* **SELECTED TEXT**:

"Mehmet lives in the collective memory of every Kurdish family"
In an interview with ANF, documentary maker Nikola Ivanovski talks about his motivations to make a film about the last few months in the life of Mehmet Aksoy, who died as a member of the YPG Press Center in an ISIS attack in Raqqa.
"Looking for Mehmet" is the title of a film project by the Macedonian documentary maker Nikola Ivanovski about the last months in the life of the journalist Mehmet Aksoy (Nom de Guerre: Fîraz Dağ). Aksoy was a member of the YPG Press Center and accompanied the offensive against the so-called "Islamic State" (ISIS) for the liberation of the northern Syrian city of Raqqa. On September 26, 2017, he died in an ISIS attack while working on a documentary about the offensive.
For "Looking for Mehmet", Ivanovski will go on a trip to Rojava with Mehmet Aksoy's mother Zeynep and his sister Gonca to study the time of the journalist in the region through interviews with related persons and archive footage he made on the ground. together. In an interview with ANF, director Nikola Ivanovski talks about his motivations for the film.
Did you know Mehmet personally?
I didn’t get a chance to know Mehmet personally while he was still among us but we were moving in similar circles and had a number of friends in common. We probably bumped into each other at some events but never formally met. I was aware of him and his work.
Mehmet is not the first person from Europe or England to join the YPG and lose his life. What makes Mehmet so special that you want to make a documentary about his life?

* **PROVIDED MATERIAL**:
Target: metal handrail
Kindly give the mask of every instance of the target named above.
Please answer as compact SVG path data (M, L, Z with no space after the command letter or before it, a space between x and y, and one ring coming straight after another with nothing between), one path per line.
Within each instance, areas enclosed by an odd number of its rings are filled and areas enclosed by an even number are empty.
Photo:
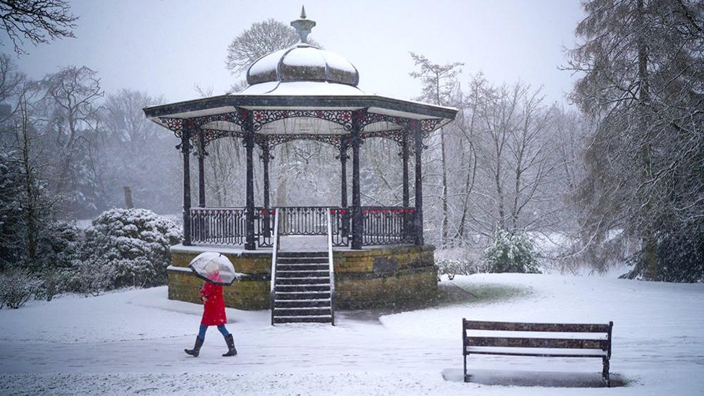
M330 209L328 214L328 267L330 270L330 316L335 326L335 268L333 266L333 223L331 221Z
M273 310L276 302L276 256L278 253L278 212L274 209L273 246L271 247L271 282L269 287L270 307L271 308L271 326L273 324Z

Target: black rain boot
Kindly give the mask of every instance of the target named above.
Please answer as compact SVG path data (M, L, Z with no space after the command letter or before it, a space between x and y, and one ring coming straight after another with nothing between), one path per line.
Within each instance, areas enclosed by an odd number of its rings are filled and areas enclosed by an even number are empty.
M237 349L235 349L235 340L233 339L233 335L227 335L225 337L225 342L228 343L228 353L223 354L223 356L237 356Z
M196 337L196 345L193 347L192 349L183 349L187 354L193 355L193 357L198 357L198 354L200 354L200 347L203 346L203 342L205 340L201 338L200 337Z

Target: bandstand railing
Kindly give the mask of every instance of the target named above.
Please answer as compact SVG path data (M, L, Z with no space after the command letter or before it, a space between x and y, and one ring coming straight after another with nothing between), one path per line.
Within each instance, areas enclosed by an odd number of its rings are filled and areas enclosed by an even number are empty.
M245 208L193 208L191 242L197 245L242 245L246 235Z
M362 206L362 245L413 243L415 209L402 206Z
M254 211L254 237L259 247L273 247L276 215L278 217L279 235L330 235L332 246L350 245L351 208L257 207ZM414 208L362 206L362 213L363 245L414 243ZM192 208L191 242L196 245L243 245L247 237L246 218L245 208Z

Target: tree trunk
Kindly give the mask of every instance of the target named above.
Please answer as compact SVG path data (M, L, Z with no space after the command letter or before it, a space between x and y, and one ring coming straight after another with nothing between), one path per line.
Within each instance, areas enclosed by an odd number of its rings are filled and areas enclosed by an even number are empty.
M132 189L130 186L125 185L122 187L125 192L125 207L131 209L135 207L135 202L132 200Z
M650 162L650 151L653 137L650 132L647 119L647 106L650 101L649 82L648 75L648 48L646 46L643 23L644 9L643 0L636 1L635 32L638 35L638 74L640 80L638 100L638 132L641 135L641 156L643 161L643 184L649 183L653 179L653 167ZM657 279L659 264L657 262L655 228L653 225L653 214L652 213L651 197L648 196L648 189L643 190L646 196L643 206L641 221L643 222L642 243L643 243L643 278L649 280Z

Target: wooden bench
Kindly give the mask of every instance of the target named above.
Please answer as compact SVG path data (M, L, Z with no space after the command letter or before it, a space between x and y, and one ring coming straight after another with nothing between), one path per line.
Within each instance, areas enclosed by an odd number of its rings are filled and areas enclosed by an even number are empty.
M609 359L611 358L611 331L613 322L607 324L521 323L486 322L462 319L462 354L464 357L464 382L469 382L467 356L469 354L497 354L555 357L598 357L602 359L602 378L607 387ZM467 330L472 335L467 335ZM475 330L489 330L490 334ZM505 334L500 332L546 333L531 337ZM496 334L498 333L498 335ZM550 337L549 333L582 333L579 338ZM475 335L478 333L480 335ZM584 333L603 333L603 337L584 338ZM564 336L562 336L564 337Z

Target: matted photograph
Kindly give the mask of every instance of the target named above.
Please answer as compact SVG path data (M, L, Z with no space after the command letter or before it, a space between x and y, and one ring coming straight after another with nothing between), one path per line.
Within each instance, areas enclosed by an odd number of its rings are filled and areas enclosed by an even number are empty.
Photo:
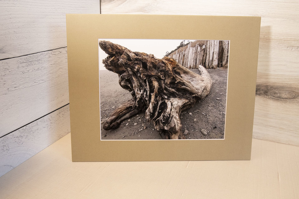
M66 16L73 161L250 159L260 17Z
M225 138L229 41L98 43L101 140Z

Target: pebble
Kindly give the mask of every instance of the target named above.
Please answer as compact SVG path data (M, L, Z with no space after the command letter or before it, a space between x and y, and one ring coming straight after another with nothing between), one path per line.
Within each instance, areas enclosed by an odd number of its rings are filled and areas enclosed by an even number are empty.
M184 133L183 133L184 135L186 135L188 134L188 133L189 132L187 131L187 130L185 130L185 131L184 132Z
M200 132L202 132L202 134L203 134L205 135L206 135L208 134L208 132L207 132L206 130L204 128L202 128L202 130L200 130Z

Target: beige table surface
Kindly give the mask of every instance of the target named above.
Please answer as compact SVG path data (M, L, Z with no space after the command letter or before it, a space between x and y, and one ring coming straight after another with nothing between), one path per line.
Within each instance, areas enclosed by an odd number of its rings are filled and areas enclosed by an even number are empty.
M256 139L250 161L72 162L69 134L0 178L0 198L299 198L298 165L299 147Z

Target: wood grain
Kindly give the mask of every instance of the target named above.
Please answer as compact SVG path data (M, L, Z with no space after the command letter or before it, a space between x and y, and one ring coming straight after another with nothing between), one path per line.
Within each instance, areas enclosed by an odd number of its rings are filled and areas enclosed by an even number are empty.
M0 192L3 198L296 198L299 147L256 139L250 161L72 162L69 134L1 177Z
M0 176L69 133L69 111L66 106L0 138Z
M103 0L101 5L104 14L261 16L253 136L299 146L298 1Z
M66 48L0 65L0 137L69 103Z
M1 2L0 59L65 47L66 13L100 13L99 0Z

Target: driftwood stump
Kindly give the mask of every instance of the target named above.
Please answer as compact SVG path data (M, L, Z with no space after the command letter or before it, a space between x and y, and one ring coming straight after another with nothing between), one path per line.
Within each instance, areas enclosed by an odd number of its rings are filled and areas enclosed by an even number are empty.
M145 118L153 121L162 138L185 139L181 112L206 97L212 85L204 67L199 66L199 75L168 57L158 59L107 41L99 44L108 55L103 60L105 67L118 74L120 85L133 97L111 114L104 129L115 129L124 120L145 111Z

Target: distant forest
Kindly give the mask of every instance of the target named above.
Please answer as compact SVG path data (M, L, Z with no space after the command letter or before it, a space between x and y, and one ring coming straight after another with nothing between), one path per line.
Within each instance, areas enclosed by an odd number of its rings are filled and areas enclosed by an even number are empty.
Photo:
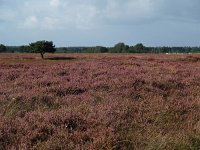
M5 46L0 44L3 53L30 53L29 45ZM113 47L56 47L56 53L200 53L200 47L146 47L142 43L129 46L117 43Z

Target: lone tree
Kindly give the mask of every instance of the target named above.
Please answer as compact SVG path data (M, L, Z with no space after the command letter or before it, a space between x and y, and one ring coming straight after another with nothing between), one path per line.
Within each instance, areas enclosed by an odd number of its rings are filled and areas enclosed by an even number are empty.
M52 41L37 41L29 45L31 47L31 52L40 53L42 59L44 59L45 53L54 53L56 51Z

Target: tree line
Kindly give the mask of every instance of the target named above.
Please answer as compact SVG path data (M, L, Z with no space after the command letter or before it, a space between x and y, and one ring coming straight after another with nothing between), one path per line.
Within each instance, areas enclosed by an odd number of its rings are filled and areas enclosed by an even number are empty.
M199 53L200 47L146 47L142 43L133 46L123 42L113 47L55 47L52 41L37 41L29 45L5 46L0 44L0 52L32 53L38 52L43 57L45 52L57 53Z

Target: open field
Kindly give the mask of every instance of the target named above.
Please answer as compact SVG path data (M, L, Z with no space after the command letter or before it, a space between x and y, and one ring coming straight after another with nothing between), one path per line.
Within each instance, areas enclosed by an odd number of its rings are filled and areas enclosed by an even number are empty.
M199 150L200 55L0 54L0 150Z

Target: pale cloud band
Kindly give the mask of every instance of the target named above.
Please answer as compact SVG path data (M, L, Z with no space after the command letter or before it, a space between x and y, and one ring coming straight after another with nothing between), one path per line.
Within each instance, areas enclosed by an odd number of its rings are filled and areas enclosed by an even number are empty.
M134 26L138 34L145 24L151 32L152 23L167 22L172 32L183 28L178 24L199 25L199 14L199 0L0 0L0 29L106 34L122 28L133 32Z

* **SHORT PROBLEM 1**: Check each statement against the article on the Mehmet Aksoy film and answer yes or no, quoting the words of the article that decide it. (a) Ivanovski formally met Mehmet before Mehmet's death. (b) Mehmet Aksoy died in an ISIS attack on September 26, 2017. (c) Ivanovski plans to travel to Rojava with Mehmet Aksoy's mother and sister.
* **SHORT PROBLEM 2**: Continue the article on the Mehmet Aksoy film from the point where it stops, as one paragraph.

* **EXERCISE OUTPUT 1**:
(a) No: "We probably bumped into each other at some events but never formally met."
(b) Yes: "On September 26, 2017, he died in an ISIS attack while working on a documentary about the offensive."
(c) Yes: "Ivanovski will go on a trip to Rojava with Mehmet Aksoy's mother Zeynep and his sister Gonca"

* **EXERCISE OUTPUT 2**:
It is true that there are many other people that joined the fight against the IS and were martyred. What drew me to Mehmet’s story were a number of things. I have become aware of the Kurdish issue later in my life through my studies in politics and I’ve been trying to find a way to make a film that tells the Kurdish story for a good number of years. When I heard about his tragic death I spoke to his uncle and he told me that he was in Rojava making a film about the Kurdish fight against ISIS. I enquired what happened with the material he filmed, and I was told not much is done at the moment. I asked permission have a look at this footage, thinking this person started something that I wanted to do so it would be good to finish his work and through that pay tribute to a fellow filmmaker who gave his life doing a story that I wanted to do. Then I attended his funeral and filmed it and realised that there is a lot more to the story that I originally thought.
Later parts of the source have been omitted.